# TRECHO SELECIONADO
——

O fundamental é que estamos vivendo uma brutal ofensiva do pensamento conservador, que coloca em risco muitas décadas de conquistas civilizatórias da sociedade brasileira.

O fundamental é que sob o manto protetor do "crescimento com redução das desigualdades" fermenta um modelo social que reproduz – agora em escala socialmente ampliada – o que há de pior na sociedade de consumo, individualista ao extremo, competitiva, ostentatória e sem nenhum espaço para a solidariedade.

O fundamental é que a modesta redução da nossa brutal desigualdade social ainda não veio acompanhada por uma esperada redução da violência e da criminalidade, muito pelo contrário. E não há projeto nacional de combate à violência que fuja do discurso meramente repressivo ou da elegia à truculência policial.

O fundamental é que a democratização do acesso ao ensino básico e à universidade por vezes deixam de ser um instrumento de iluminação e arejamento dos indivíduos e da própria sociedade, e são reduzidos a uma promessa de escada para a ascensão social via títulos e diplomas, ao som de sertanejo universitário.

O fundamental é que os políticos e grandes partidos antigamente ditos "libertários" e "de esquerda" hoje abriram mão de disputar ideologicamente os corações e mentes dos jovens e dos novos "incluídos sociais" e se contentam em garantir a fidelidade dos seus votos nas urnas, a cada dois anos.

O fundamental é que os políticos e grandes partidos antigamente ditos "sociais-democratas" já não tem nada a oferecer à juventude além de um neo-udenismo moralista que flerta desavergonhadamente com o autoritarismo e o fascismo mais desbragados.

——

# DADOS
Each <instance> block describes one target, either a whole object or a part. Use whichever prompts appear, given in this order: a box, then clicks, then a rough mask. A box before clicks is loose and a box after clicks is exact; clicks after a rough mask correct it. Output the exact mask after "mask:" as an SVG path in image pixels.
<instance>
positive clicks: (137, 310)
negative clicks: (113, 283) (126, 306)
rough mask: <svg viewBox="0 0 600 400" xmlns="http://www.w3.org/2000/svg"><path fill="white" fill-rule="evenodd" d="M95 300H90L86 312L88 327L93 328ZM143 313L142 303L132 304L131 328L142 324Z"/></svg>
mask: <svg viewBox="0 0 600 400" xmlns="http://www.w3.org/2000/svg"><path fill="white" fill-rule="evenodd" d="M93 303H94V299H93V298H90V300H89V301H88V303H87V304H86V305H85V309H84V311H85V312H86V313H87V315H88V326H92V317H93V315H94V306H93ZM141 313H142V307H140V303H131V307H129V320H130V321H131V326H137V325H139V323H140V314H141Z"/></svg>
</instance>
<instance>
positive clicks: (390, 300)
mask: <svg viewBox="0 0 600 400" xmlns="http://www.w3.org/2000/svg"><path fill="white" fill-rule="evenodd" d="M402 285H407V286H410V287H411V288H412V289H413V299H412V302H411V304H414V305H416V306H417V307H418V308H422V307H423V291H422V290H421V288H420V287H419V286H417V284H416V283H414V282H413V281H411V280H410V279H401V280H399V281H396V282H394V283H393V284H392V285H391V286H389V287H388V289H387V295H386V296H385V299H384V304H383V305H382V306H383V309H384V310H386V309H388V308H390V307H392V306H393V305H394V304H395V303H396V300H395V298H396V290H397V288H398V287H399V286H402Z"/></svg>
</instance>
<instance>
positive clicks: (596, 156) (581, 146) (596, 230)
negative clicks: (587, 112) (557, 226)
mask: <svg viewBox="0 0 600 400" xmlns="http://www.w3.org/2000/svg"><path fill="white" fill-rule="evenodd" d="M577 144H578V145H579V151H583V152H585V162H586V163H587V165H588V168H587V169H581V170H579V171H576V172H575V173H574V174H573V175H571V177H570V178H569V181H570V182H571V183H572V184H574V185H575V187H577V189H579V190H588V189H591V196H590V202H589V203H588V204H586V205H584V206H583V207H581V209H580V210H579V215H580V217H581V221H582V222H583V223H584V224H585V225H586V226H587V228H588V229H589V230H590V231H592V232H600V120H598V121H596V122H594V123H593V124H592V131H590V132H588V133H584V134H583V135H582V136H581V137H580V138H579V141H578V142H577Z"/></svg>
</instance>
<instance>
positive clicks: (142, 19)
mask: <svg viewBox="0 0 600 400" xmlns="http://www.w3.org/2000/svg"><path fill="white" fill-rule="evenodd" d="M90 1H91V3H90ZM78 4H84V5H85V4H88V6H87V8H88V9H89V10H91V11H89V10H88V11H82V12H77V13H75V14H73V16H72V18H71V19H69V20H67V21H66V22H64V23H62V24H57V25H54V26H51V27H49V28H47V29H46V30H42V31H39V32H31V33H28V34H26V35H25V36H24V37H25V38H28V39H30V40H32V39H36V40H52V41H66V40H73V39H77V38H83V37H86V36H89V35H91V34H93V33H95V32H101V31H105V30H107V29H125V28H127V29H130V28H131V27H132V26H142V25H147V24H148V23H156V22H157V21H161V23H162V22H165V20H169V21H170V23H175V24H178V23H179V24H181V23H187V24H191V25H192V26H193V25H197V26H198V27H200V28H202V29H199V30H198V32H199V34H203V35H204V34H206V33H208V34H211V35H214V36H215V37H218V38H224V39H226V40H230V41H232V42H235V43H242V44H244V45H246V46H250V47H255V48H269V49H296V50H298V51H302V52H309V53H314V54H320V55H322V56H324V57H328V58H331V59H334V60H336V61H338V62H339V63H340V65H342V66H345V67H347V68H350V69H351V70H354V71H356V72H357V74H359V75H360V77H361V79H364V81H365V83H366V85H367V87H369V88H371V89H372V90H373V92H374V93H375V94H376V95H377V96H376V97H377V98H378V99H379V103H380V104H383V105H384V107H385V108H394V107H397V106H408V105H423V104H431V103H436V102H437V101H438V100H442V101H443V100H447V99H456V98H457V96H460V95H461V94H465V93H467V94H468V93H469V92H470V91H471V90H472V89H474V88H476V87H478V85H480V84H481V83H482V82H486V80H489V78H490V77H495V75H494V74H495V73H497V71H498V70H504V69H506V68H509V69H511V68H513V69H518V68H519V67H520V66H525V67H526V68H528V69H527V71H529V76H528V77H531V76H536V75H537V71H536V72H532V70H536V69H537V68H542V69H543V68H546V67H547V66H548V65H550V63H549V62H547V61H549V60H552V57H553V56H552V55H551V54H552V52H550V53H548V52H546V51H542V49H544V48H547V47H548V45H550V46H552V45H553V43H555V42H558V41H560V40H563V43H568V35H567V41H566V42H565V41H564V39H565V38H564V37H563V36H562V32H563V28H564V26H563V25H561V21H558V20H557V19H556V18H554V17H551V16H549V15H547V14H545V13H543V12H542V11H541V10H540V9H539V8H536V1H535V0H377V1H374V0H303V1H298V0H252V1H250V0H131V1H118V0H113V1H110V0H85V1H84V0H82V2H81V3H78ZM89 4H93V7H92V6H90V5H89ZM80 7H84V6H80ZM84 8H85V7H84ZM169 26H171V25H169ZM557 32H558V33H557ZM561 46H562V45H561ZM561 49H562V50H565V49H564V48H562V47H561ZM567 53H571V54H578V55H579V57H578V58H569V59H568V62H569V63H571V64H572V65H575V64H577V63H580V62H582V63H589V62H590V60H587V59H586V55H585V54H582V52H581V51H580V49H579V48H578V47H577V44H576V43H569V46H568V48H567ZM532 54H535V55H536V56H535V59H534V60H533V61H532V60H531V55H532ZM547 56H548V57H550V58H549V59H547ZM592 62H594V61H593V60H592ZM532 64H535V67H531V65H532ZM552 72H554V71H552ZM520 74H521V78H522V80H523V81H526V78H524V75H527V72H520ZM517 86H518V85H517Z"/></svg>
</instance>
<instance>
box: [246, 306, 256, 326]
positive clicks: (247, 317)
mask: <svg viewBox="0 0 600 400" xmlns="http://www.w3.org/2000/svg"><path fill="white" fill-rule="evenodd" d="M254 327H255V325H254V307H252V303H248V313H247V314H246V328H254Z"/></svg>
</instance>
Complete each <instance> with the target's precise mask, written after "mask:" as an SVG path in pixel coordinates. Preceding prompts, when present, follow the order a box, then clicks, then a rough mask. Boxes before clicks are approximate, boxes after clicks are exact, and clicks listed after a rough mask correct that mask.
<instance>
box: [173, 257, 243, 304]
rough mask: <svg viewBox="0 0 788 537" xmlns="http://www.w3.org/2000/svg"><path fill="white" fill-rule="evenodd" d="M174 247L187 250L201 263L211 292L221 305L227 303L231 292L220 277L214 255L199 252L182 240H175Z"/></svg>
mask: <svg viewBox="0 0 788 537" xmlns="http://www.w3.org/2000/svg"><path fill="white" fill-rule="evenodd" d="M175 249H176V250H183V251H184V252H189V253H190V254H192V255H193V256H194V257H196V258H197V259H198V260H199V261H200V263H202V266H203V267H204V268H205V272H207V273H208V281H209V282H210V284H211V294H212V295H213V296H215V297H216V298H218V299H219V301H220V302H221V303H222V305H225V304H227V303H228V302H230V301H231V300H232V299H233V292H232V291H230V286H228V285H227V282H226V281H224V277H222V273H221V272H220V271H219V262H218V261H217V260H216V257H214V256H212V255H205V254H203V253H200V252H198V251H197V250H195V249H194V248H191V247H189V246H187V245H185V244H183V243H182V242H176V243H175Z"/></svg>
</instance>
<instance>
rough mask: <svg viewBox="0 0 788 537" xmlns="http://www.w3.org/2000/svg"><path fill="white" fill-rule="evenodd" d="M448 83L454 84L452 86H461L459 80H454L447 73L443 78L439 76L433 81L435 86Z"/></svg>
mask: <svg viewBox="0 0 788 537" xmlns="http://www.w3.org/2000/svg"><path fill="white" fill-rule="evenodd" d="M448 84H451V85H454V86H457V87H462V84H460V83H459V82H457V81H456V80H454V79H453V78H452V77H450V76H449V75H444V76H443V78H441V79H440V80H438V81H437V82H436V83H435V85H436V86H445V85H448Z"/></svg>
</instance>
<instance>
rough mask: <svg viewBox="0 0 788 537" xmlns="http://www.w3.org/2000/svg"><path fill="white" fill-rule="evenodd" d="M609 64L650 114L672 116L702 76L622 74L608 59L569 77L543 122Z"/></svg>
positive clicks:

——

# PERGUNTAS PARA RESPONDER
• a. Faça um resumo do trecho selecionado em duas frases.
• b. Repita, sem mudar nada, tudo o que vai de "O fundamental é que a modesta" até "à truculência policial." no trecho selecionado.
• c. De acordo com o trecho selecionado, por que a ofensiva do pensamento conservador é tão grave?
Os registros não fazem falta aqui.

# RESPOSTAS
• a. O Brasil vive uma forte ofensiva conservadora que ameaça décadas de conquistas, enquanto o crescimento com redução das desigualdades alimenta um consumismo individualista e a violência não diminuiu. O acesso ao ensino às vezes vira só uma escada para diplomas, os partidos antes chamados de esquerda só querem garantir votos e os antigos sociais-democratas oferecem aos jovens apenas um moralismo que flerta com o autoritarismo e o fascismo.

• b.
O fundamental é que a modesta redução da nossa brutal desigualdade social ainda não veio acompanhada por uma esperada redução da violência e da criminalidade, muito pelo contrário. E não há projeto nacional de combate à violência que fuja do discurso meramente repressivo ou da elegia à truculência policial.

• c. Porque ela coloca em risco muitas décadas de conquistas civilizatórias da sociedade brasileira.